## WHAT YOU ARE ASKED TO DO
Only the lines holding the word "soil" are wanted; copy each of them from the listing.

## DATA TO EXAMINE
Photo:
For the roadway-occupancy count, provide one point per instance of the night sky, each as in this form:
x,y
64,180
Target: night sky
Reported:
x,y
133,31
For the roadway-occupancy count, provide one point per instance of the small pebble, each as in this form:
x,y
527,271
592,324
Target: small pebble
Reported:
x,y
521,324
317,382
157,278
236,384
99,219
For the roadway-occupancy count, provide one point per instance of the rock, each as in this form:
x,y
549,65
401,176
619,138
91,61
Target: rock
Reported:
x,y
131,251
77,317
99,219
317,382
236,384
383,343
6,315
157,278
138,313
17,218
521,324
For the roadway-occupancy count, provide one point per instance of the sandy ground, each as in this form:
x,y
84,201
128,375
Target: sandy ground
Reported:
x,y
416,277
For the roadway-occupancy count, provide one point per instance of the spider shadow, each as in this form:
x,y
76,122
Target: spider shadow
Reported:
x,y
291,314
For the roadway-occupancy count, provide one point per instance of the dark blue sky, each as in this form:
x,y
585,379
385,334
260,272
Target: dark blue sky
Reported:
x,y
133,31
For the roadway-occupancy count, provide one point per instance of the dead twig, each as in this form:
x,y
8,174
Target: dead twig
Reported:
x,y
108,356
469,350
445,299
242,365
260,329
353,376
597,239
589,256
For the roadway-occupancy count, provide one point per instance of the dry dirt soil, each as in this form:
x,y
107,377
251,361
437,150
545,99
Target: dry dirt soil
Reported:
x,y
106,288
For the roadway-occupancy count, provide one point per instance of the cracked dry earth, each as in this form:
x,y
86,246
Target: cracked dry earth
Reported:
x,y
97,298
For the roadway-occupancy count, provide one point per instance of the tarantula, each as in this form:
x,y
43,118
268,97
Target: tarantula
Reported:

## ANSWER AREA
For the roadway-occupancy count, provide one point per instance of the dry dirt soil, each as in this form:
Target: dry dirt soil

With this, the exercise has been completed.